## DOCUMENT
= International trade and state security =

International economic structures range from complete autarky to complete market openness. This structure has undergone numerous changes since the beginning of the nineteenth century. The state-power theory as put into perspective by Stephen Krasner (1976), explains that the structure of international trade is determined by the interests and power of states acting to maximize their aggregate national income, social stability, political power and economic growth. Such state interests can be achieved under free trade.

The relationship between these interests and the level of openness depends upon the economic power of states. Power is dependent upon a states size and level of economic development.

Krasner contends that distributions of potential power may vary from multipolar to hegemonic; and different international trading structures are made of either of these. The key to this argument is that a hegemonic distribution of potential economic power is likely to result in an open trading system. Since states act to maximize their aggregate economic utility, maximum global welfare is achieved under free trade.

Neoclassical trade theory posits that the greater the degree of openness in the international trading system, the greater the level of aggregate economic income.

## TASK TO CARRY OUT
Answer these questions using the text on international trade and state security above.
1. Between what two extremes do international economic structures range?
2. On what two things does a state's power depend?
3. According to neoclassical trade theory, how does the degree of openness in the international trading system relate to aggregate economic income?

## RECORDS
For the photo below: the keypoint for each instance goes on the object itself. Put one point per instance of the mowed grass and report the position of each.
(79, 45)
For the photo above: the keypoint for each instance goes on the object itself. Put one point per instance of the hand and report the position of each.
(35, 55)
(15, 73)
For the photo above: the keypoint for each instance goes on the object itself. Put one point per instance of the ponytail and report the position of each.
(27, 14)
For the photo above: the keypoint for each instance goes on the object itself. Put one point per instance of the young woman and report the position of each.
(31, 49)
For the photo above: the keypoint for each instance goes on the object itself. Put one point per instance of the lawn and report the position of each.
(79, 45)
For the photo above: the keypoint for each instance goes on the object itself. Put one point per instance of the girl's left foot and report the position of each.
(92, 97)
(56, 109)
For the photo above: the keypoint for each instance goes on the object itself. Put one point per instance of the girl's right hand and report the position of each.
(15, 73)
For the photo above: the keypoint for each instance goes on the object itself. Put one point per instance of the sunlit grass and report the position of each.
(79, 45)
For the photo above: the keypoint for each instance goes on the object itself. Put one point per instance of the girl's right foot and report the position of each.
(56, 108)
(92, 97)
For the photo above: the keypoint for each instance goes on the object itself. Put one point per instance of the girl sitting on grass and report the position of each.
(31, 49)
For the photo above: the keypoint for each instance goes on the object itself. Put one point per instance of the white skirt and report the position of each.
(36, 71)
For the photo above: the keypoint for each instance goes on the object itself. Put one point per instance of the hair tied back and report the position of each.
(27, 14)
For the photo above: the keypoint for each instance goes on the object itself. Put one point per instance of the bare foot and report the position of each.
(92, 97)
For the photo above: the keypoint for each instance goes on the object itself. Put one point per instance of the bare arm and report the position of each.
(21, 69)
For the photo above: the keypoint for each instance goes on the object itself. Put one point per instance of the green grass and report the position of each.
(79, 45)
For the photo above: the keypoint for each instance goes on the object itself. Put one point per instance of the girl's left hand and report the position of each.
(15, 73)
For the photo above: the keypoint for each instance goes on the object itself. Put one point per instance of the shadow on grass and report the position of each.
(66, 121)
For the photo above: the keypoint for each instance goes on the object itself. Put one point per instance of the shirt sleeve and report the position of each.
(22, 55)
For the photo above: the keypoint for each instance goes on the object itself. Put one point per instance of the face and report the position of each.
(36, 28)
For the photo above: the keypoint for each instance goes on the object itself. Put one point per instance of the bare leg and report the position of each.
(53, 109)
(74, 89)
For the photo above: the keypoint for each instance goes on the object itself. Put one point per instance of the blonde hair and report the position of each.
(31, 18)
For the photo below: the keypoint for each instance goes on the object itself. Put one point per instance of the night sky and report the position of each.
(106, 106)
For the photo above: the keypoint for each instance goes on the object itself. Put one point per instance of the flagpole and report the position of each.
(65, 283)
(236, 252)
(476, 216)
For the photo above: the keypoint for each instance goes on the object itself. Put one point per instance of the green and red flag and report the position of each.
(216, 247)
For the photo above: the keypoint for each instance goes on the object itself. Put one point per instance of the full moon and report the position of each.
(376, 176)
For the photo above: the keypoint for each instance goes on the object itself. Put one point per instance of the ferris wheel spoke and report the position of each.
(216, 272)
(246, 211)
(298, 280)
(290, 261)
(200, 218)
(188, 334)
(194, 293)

## ANSWER TO THIS TASK
1. They range from complete autarky to complete market openness.
2. A state's power depends on its size and its level of economic development.
3. The greater the degree of openness, the greater the level of aggregate economic income.